┌─ INFORMATION GIVEN
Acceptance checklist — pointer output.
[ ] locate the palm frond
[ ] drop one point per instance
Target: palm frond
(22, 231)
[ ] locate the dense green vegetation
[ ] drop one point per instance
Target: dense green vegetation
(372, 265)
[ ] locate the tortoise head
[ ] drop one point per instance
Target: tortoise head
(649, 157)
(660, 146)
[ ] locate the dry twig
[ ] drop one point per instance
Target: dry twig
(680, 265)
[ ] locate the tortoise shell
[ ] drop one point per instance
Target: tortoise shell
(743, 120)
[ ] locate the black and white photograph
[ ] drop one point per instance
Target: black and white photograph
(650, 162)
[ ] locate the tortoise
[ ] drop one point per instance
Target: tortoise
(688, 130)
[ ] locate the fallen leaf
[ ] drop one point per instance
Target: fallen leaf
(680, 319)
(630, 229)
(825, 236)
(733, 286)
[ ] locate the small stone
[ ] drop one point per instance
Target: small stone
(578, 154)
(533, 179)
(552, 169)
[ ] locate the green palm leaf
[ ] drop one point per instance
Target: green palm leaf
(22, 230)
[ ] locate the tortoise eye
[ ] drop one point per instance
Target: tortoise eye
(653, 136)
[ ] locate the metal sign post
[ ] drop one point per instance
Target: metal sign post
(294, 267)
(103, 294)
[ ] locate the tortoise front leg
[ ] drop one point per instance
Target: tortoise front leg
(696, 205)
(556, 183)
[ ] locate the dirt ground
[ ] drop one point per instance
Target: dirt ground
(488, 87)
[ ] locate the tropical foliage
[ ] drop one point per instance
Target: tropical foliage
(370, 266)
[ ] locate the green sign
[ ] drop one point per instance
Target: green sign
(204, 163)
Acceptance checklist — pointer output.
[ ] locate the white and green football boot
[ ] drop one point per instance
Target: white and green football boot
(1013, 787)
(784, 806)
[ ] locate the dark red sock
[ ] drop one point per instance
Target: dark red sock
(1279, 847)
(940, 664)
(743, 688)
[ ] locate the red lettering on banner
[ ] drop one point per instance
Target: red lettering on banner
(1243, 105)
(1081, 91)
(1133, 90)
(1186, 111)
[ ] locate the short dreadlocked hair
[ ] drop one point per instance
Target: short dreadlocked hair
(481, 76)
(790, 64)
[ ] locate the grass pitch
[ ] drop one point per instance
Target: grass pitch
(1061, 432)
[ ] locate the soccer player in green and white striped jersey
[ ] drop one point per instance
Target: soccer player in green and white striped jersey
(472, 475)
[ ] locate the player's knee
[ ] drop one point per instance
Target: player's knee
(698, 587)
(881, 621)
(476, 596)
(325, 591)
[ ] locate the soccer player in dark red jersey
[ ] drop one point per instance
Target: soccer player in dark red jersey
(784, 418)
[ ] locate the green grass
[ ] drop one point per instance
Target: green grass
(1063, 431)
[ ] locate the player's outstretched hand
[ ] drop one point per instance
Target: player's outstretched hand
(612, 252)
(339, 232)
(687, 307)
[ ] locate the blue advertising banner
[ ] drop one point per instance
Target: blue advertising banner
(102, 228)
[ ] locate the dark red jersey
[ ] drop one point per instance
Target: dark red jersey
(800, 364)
└─
» WORK TO DO
Copy out every line of the records above, keeping each one unchanged.

» RESULT FOR THIS TASK
Acceptance checklist — pointer output.
[ ] locate the palm frond
[ ] drop one point per instance
Target: palm frond
(22, 231)
[ ] locate the dense green vegetation
[ ] drop one point per instance
Target: dense green vegetation
(372, 265)
[ ] locate the tortoise head
[ ] drop one point per instance
Target: tortoise head
(649, 157)
(660, 146)
[ ] locate the dry twig
[ ] drop one point per instance
Target: dry twig
(680, 265)
[ ] locate the tortoise shell
[ ] drop one point per instance
Target: tortoise shell
(743, 120)
[ ] locate the black and white photograph
[ ] drop one point per instance
Target: black and white photograph
(650, 162)
[ ] locate the tortoise
[ ] drop one point per instance
Target: tortoise
(688, 130)
[ ] locate the fallen leaf
[ ] drop one point per instance
Target: fallen leaf
(680, 319)
(630, 229)
(825, 236)
(733, 286)
[ ] locate the small stone
[ ] drop one point per instance
Target: small stone
(578, 154)
(533, 179)
(552, 169)
[ ] locate the green palm leaf
[ ] drop one point per instance
Target: green palm leaf
(22, 230)
[ ] locate the tortoise eye
[ ] drop one point per instance
Target: tortoise eye
(653, 136)
[ ] locate the metal sign post
[ ] drop one point per instance
Target: metal sign post
(294, 267)
(103, 294)
[ ] locate the tortoise front leg
[ ] drop one point per instance
Target: tortoise front leg
(696, 205)
(556, 183)
[ ] locate the dirt ground
[ ] drop one point per instance
Target: dirt ground
(488, 87)
[ ] locate the tropical foliage
[ ] drop one point per instance
Target: tropical foliage
(370, 266)
[ ] locate the green sign
[ ] drop one point per instance
Target: green sign
(204, 163)
Acceptance checklist — pointer output.
[ ] locate the white and green football boot
[ ] drop one point per instance
Target: white and green football boot
(1013, 787)
(784, 806)
[ ] locate the dark red sock
[ ] drop one point per instance
Target: dark red sock
(1279, 847)
(940, 664)
(743, 688)
[ ] locate the red lettering on banner
[ ] drop one point per instance
Target: red lettering on banner
(1243, 105)
(1081, 91)
(1133, 90)
(1186, 111)
[ ] locate the short dreadlocked hair
[ ] drop one point per instance
Target: short dreadlocked hair
(481, 76)
(790, 64)
[ ] locate the grass pitch
[ ] drop one point per instance
Target: grass pitch
(1061, 432)
[ ] locate the soccer player in green and white striped jersey
[ ] drop one point per instance
Target: soccer player in green and white striped jersey
(472, 475)
[ ] locate the player's knee
[ ] drop one point per instance
Target: player's knee
(698, 587)
(881, 621)
(476, 596)
(325, 591)
[ ] locate the soccer player in dark red jersey
[ ] drop one point per instance
Target: soccer player in dark red jersey
(784, 418)
[ ] locate the green grass
[ ] drop one point per instance
Target: green grass
(1063, 431)
[ ] locate the player's outstretched hand
[ ] drop one point per instance
Target: player's outstretched hand
(612, 252)
(339, 232)
(687, 307)
[ ] locate the blue advertising banner
[ ] drop one point per instance
Target: blue advertising banner
(102, 228)
[ ] locate the dark red jersey
[ ] drop one point per instance
Target: dark red jersey
(800, 364)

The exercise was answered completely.